DATI FORNITI:
################

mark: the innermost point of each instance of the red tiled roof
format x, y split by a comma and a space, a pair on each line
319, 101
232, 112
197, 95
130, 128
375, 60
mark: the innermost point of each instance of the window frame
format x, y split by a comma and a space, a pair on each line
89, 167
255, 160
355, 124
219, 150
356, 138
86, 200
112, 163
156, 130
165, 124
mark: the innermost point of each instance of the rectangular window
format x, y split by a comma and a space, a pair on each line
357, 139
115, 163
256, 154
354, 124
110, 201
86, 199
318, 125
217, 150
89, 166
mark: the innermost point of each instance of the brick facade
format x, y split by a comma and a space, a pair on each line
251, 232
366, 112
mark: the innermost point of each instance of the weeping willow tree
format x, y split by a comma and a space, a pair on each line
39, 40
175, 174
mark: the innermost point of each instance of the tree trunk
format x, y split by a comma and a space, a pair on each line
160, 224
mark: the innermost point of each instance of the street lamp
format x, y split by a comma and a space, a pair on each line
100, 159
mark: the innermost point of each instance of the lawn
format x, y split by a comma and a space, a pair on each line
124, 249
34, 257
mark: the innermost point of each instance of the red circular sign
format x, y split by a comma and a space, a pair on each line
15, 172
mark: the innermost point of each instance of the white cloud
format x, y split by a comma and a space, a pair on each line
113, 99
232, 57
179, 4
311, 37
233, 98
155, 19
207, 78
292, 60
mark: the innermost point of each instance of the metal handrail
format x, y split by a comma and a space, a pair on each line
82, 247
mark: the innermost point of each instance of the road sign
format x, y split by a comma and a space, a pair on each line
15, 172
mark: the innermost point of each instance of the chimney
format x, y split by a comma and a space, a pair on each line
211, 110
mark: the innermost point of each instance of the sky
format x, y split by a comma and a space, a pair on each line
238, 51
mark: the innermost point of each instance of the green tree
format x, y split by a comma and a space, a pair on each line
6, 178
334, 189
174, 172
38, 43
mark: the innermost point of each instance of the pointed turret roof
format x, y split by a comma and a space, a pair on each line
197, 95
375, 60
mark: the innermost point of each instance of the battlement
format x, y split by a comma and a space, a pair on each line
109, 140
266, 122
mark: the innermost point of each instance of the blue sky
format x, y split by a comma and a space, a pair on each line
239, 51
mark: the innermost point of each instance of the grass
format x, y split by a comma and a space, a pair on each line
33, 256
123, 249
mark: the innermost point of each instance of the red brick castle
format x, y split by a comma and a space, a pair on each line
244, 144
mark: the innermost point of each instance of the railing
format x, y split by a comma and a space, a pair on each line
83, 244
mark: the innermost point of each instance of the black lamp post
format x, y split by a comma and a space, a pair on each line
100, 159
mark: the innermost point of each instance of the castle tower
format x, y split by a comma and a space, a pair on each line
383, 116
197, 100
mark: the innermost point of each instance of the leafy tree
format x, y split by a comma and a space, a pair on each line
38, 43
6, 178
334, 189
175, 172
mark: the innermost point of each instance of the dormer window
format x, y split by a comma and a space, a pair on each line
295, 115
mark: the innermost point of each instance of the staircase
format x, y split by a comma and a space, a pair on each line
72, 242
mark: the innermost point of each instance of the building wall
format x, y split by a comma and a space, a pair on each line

################

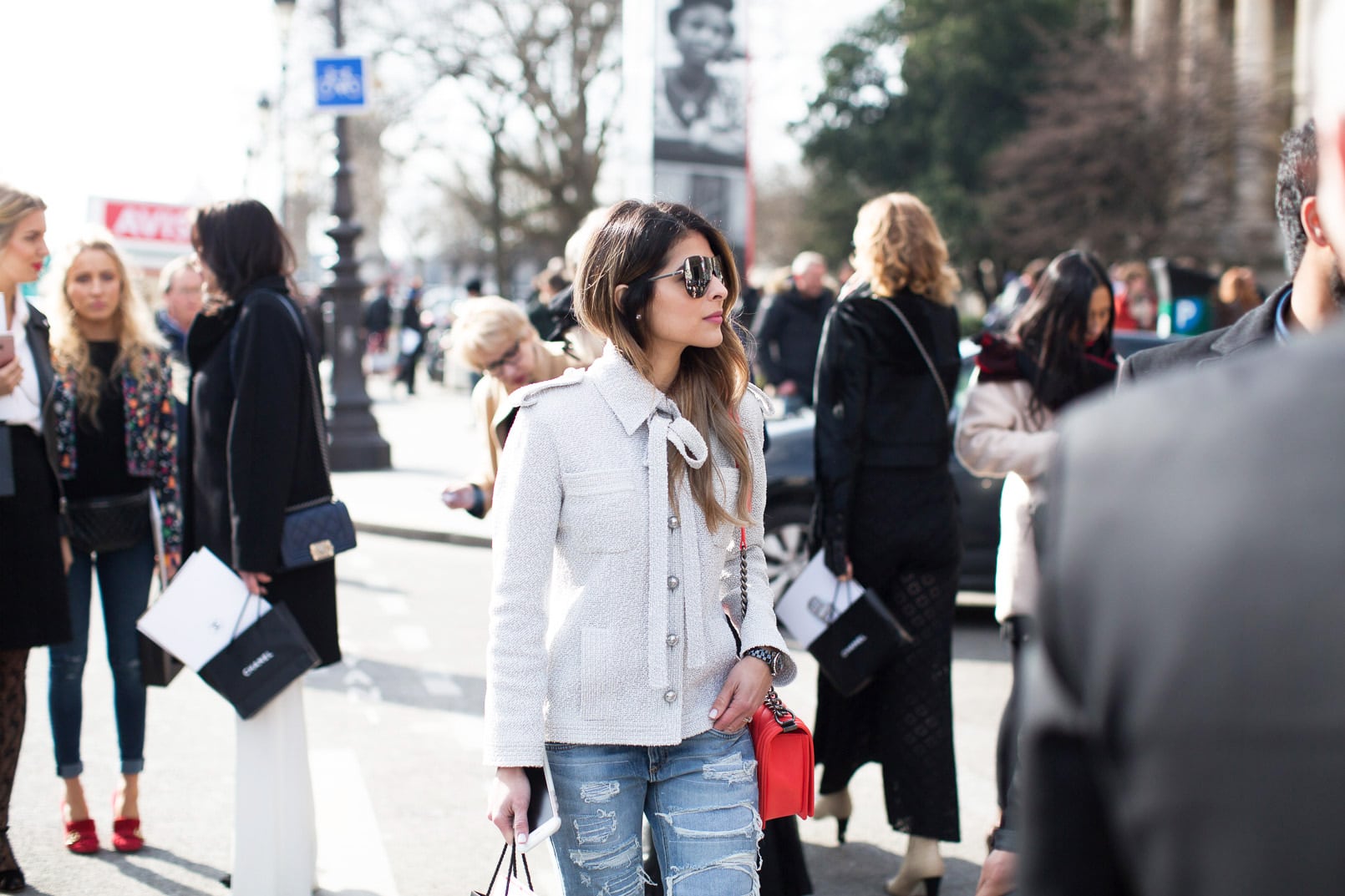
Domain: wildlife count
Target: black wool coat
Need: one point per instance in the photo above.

################

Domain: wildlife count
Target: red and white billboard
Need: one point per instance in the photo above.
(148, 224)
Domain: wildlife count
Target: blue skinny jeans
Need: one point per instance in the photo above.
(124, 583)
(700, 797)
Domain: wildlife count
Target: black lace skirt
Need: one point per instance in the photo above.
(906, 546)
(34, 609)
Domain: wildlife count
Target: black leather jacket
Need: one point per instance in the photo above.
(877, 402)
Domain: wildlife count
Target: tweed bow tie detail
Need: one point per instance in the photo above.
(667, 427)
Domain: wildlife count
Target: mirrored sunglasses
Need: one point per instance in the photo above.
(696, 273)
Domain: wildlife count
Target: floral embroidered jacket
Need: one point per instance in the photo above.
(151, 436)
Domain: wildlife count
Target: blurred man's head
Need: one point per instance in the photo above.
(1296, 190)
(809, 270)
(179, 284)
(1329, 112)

################

Indica quante righe dei dati contengono la parola "black", distinguendo tra maiuscole e minuscole. Rispondi soltanto con il numero.

SOLUZIONE:
4